## What you should do
Which lines below contain "single"? Copy every one of them.

## Dataset excerpts
::::

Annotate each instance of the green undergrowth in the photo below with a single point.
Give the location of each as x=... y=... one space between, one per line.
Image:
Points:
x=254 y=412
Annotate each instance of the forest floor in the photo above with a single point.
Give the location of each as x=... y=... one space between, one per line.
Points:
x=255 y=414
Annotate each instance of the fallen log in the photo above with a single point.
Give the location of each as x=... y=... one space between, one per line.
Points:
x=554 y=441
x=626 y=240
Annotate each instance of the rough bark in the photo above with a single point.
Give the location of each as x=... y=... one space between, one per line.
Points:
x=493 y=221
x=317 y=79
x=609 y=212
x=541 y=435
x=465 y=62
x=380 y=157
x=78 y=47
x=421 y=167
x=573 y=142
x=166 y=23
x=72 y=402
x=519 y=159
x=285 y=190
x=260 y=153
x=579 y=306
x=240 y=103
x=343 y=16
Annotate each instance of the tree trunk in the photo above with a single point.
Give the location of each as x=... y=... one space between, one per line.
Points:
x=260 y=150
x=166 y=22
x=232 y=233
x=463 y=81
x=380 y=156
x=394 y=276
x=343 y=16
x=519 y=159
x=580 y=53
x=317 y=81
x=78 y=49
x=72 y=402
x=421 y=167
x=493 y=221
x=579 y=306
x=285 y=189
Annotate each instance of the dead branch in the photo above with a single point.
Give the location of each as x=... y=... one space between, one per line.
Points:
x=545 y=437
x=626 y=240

::::

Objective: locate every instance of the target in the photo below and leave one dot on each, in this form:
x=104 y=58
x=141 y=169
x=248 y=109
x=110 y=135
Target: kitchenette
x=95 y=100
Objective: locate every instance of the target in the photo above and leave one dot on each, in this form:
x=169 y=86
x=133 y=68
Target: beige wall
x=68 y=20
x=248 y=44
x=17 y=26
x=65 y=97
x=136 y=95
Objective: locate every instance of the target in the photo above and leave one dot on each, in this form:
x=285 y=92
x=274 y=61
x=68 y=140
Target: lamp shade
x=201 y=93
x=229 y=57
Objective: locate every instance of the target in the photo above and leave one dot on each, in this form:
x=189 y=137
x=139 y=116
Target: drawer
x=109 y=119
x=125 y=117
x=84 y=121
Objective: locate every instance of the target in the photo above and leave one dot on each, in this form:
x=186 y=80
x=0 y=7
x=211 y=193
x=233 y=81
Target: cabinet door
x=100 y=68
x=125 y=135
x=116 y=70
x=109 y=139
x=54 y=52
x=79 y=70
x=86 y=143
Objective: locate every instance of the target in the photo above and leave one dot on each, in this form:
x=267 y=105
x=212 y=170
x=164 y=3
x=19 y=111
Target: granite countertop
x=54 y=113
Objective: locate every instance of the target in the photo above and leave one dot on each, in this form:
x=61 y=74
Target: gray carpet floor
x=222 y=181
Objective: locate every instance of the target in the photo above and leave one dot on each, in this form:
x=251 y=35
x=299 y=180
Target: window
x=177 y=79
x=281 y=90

::::

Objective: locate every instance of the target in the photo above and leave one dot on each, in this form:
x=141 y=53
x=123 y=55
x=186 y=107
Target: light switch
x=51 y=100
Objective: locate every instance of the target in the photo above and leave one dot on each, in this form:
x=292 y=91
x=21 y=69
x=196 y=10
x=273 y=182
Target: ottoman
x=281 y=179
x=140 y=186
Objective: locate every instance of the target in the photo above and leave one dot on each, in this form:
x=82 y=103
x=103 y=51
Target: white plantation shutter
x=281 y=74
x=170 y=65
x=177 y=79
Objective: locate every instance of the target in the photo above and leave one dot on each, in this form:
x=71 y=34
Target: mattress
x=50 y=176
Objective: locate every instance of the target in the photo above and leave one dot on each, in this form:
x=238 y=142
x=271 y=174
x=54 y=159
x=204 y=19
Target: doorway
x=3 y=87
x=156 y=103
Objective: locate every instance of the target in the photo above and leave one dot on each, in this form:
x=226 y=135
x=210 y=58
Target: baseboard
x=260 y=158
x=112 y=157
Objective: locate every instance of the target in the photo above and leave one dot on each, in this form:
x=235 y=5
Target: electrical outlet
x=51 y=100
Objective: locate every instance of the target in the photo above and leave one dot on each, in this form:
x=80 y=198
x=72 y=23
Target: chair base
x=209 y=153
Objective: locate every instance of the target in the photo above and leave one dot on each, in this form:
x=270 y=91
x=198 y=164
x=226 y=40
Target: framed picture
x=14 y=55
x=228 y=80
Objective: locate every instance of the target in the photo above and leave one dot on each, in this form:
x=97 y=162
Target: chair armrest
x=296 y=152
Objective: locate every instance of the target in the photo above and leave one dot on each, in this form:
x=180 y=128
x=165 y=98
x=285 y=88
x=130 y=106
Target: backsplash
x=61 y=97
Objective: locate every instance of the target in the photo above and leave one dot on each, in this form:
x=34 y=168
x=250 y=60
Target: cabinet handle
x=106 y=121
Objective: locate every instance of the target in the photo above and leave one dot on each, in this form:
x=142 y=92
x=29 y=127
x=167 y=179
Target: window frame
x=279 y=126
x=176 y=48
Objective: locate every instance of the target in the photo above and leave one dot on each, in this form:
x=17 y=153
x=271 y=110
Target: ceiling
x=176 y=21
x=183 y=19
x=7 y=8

::::

## Solution
Annotate each instance of the green undergrowth in the photo below with a single point.
Annotate each instance of the forest floor in the photo above with a single point.
Annotate each instance of the fallen log in the photo above with a single point.
Annotate each instance of the rough bark in the photo above with a single point.
Annotate each instance of the tree trunk in the photo above with a single point.
Annotate each instance of the dead branch in the photo above with a single point.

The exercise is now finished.